Entries drawn from a collection
** Begin **

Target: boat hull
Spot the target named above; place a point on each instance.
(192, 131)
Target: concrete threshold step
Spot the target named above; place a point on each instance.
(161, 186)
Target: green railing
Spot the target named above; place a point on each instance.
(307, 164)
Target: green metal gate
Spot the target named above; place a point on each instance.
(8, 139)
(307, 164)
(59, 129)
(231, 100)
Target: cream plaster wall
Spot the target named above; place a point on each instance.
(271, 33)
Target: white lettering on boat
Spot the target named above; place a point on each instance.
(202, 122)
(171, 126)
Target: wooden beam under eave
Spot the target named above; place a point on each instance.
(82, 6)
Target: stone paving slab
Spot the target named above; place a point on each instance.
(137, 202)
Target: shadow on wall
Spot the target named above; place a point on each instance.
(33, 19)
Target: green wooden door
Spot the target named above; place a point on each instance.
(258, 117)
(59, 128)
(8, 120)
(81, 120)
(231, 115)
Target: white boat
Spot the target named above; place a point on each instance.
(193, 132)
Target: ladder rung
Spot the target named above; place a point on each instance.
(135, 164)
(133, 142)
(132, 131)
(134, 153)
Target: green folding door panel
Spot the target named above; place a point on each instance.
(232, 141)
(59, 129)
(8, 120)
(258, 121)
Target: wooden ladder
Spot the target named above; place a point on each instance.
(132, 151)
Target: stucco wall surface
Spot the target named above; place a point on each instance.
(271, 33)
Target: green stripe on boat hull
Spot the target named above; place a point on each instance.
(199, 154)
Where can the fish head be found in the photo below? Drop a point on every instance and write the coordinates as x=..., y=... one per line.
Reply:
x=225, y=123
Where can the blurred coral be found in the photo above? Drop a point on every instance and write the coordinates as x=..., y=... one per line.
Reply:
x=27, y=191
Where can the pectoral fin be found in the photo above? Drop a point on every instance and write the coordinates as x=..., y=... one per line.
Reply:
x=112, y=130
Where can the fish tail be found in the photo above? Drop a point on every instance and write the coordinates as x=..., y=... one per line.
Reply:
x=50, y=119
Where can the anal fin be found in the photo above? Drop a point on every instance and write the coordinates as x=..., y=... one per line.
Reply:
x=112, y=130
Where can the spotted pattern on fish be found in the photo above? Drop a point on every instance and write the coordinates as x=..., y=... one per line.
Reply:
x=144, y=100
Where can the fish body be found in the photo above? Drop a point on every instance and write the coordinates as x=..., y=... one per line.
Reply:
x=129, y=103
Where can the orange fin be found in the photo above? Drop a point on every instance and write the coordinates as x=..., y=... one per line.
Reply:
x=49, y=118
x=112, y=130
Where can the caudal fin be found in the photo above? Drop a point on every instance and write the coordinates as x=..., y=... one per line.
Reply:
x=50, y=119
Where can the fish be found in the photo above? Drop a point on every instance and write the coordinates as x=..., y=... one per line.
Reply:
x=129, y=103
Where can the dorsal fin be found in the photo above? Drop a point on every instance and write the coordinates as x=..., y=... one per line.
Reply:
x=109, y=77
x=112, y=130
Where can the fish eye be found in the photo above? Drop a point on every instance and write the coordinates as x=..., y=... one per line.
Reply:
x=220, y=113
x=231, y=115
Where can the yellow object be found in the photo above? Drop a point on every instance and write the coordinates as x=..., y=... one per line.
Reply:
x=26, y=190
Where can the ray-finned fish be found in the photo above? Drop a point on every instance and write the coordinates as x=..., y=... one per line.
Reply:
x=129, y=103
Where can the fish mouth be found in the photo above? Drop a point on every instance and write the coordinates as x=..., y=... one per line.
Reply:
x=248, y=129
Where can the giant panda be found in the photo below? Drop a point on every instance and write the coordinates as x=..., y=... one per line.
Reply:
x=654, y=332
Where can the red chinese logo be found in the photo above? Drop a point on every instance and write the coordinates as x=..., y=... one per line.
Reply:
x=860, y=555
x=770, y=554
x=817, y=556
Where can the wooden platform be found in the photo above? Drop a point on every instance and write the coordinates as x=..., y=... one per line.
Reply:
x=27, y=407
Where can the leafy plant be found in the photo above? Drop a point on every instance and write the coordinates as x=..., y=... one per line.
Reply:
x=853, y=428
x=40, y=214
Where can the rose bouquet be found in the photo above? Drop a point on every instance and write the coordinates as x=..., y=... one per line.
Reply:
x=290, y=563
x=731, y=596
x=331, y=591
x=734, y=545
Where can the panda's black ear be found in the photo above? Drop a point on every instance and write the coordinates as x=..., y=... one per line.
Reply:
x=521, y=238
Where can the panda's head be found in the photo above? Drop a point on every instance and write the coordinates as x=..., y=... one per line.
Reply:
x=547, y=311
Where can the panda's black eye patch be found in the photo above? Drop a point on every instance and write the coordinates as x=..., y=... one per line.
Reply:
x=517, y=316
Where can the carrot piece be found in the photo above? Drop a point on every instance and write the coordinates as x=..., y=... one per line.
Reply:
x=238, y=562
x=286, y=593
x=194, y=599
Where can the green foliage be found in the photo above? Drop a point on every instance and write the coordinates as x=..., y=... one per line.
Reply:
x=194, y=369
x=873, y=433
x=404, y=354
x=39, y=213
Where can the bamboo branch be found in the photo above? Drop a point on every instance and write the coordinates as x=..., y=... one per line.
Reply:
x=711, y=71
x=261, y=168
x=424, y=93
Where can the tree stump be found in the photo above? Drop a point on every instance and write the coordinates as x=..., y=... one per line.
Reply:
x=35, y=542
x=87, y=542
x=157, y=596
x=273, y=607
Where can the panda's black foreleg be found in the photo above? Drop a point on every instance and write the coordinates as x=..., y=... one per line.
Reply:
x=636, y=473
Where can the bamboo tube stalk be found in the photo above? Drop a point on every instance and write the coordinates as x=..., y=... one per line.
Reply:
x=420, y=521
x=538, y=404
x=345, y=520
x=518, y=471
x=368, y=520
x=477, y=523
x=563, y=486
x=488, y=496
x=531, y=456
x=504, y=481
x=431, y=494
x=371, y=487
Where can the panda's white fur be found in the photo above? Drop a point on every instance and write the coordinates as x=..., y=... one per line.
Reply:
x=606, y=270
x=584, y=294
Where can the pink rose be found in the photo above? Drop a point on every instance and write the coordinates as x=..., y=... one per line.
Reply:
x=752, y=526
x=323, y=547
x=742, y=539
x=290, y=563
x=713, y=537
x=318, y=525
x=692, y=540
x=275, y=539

** End **

Can you write out all of these records again, switching every "place a point" to "put a dot" and leaving everything else as it is?

__Solved problem__
Target: boat hull
Spot the target named above; put a dot on each instance.
(192, 131)
Target: concrete threshold step
Spot the target named above; put a dot on each instance.
(161, 186)
Target: green railing
Spot the target named above; put a dot on each instance.
(307, 164)
Target: green metal gate
Spot the target named above; put a dot on each instance.
(8, 139)
(307, 164)
(59, 129)
(231, 100)
Target: cream plaster wall
Spot the target named above; put a dot on each instance.
(271, 33)
Target: white lettering on boat
Spot the target named above; put a dot on each instance.
(202, 122)
(171, 126)
Target: wooden beam under eave
Spot the target named above; put a dot on each instance.
(82, 6)
Target: stone paving slab
Spot the target named above; put a dot on each instance.
(137, 202)
Target: shadow on wall
Spot the target named above; put a dot on each instance.
(33, 19)
Target: green wooden door
Spot the target named above; put a dot on each instance.
(258, 117)
(59, 128)
(8, 120)
(81, 120)
(231, 115)
Target: white boat
Spot the target named above; put a dot on each instance.
(193, 132)
Target: ladder rung
Spot the target named above; put a dot on each instance.
(135, 164)
(133, 142)
(132, 131)
(134, 153)
Target: green folding door panel
Spot the target named above; put a dot on each instance.
(232, 141)
(59, 129)
(8, 120)
(258, 121)
Target: wooden ladder
Spot the target named above; put a dot on each instance.
(132, 151)
Target: stucco wall surface
Spot the target named above; put a dot on each instance.
(271, 33)
Target: green stripe on boat hull
Spot the target named above; put a dot on each instance.
(199, 154)
Where can the fish head be found in the photo below? Drop a point on every instance and write the coordinates as x=..., y=... one per line.
Reply:
x=225, y=123
Where can the blurred coral be found in the photo above? Drop a point on every instance and write the coordinates as x=..., y=... one per line.
Reply:
x=27, y=191
Where can the pectoral fin be found in the photo above? Drop a point on every instance and write the coordinates as x=..., y=... one per line.
Reply:
x=112, y=130
Where can the fish tail be found in the photo above? Drop a point on every instance and write the coordinates as x=..., y=... one per line.
Reply:
x=50, y=119
Where can the anal fin be found in the photo above? Drop a point on every instance and write the coordinates as x=..., y=... one per line.
Reply:
x=112, y=130
Where can the spotted pattern on fish be found in the photo above? Drop a point on every instance and write the coordinates as x=..., y=... one per line.
Reply:
x=144, y=100
Where can the fish body be found in the photo above? Drop a point on every instance and write the coordinates as x=..., y=... one per line.
Reply:
x=129, y=103
Where can the orange fin be found in the photo above? Drop a point on every instance and write the coordinates as x=..., y=... one per line.
Reply:
x=49, y=118
x=112, y=130
Where can the caudal fin be found in the photo above? Drop a point on every instance and write the coordinates as x=..., y=... one per line.
Reply:
x=50, y=119
Where can the fish be found in the photo above? Drop a point on every instance and write the coordinates as x=..., y=... one per line.
Reply:
x=129, y=103
Where can the dorsal fin be found in the photo above? Drop a point on every instance and write the coordinates as x=..., y=... one per line.
Reply:
x=109, y=77
x=112, y=130
Where can the fish eye be found in the photo above? Drop a point on every instance and write the coordinates as x=..., y=... one per line.
Reply:
x=220, y=113
x=231, y=115
Where can the yellow object be found in the photo above? Drop a point on every instance and write the coordinates as x=..., y=... one per line.
Reply:
x=26, y=190
Where can the ray-finned fish be found in the photo above? Drop a point on every instance and write the coordinates as x=..., y=... one per line.
Reply:
x=129, y=103
Where can the fish mouth be found in the photo above? Drop a point on every instance and write the coordinates as x=..., y=... one per line.
Reply:
x=248, y=129
Where can the giant panda be found in the photo below? Drop a point on every instance and write the coordinates as x=..., y=... one per line.
Reply:
x=654, y=332
Where can the red chinese logo be found in the photo above? Drop a point on every instance and write the coordinates as x=..., y=... one per line.
Reply:
x=860, y=555
x=770, y=554
x=817, y=556
Where can the wooden platform be found in the photo above? Drop a point on every instance and write the coordinates as x=..., y=... one per line.
Reply:
x=27, y=407
Where can the leafy plant be found in the photo above? Drop a point on every instance and write the coordinates as x=..., y=... one per line.
Reply:
x=853, y=428
x=40, y=214
Where can the rose bouquet be found in the photo above? Drop a point on every instance and write the coordinates as x=..., y=... one per line.
Reply:
x=290, y=563
x=731, y=596
x=331, y=591
x=734, y=545
Where can the panda's black ear be found in the photo above? Drop a point on every instance and write the coordinates as x=..., y=... one per line.
Reply:
x=521, y=238
Where can the panda's head be found in the photo above? Drop a point on every instance and write the coordinates as x=..., y=... one per line.
Reply:
x=547, y=311
Where can the panda's black eye patch be found in the photo above? Drop a point on every instance and write the coordinates as x=..., y=... one per line.
Reply:
x=517, y=316
Where can the carrot piece be found in the photo above? Drop a point on every instance and write the coordinates as x=..., y=... one per line.
Reply:
x=238, y=562
x=286, y=593
x=194, y=599
Where can the green foliage be found in the photo above? Drop a point on every instance and write the coordinates as x=..., y=... one per line.
Reply:
x=194, y=369
x=873, y=433
x=404, y=354
x=39, y=213
Where can the bamboo branch be found in the photo above? Drop a point on every instance and write the coordinates as x=..., y=... one per line.
Reply:
x=711, y=71
x=261, y=168
x=424, y=93
Where can the tree stump be found in the photo above? Drop a point on every instance and write the coordinates as x=..., y=... one per line.
Reply:
x=35, y=542
x=87, y=542
x=157, y=596
x=273, y=607
Where can the panda's black foreleg be found in the photo above? Drop a point on every instance and write the coordinates as x=..., y=... one per line.
Reply:
x=636, y=473
Where can the bamboo tube stalk be found in the photo above? Drop a point on every instance and write the coordinates as x=..., y=... one per line.
Reply:
x=420, y=521
x=538, y=404
x=345, y=520
x=518, y=471
x=368, y=520
x=477, y=523
x=563, y=486
x=488, y=496
x=531, y=456
x=504, y=481
x=431, y=494
x=371, y=487
Where can the panda's white fur be found in the photo above? Drop a point on every instance and write the coordinates as x=..., y=... one per line.
Reply:
x=606, y=270
x=584, y=294
Where can the pink rose be found in the photo above? Drop a point on every instance and write the coordinates as x=..., y=... one per line.
Reply:
x=752, y=526
x=323, y=547
x=742, y=539
x=290, y=563
x=713, y=537
x=318, y=525
x=692, y=540
x=275, y=539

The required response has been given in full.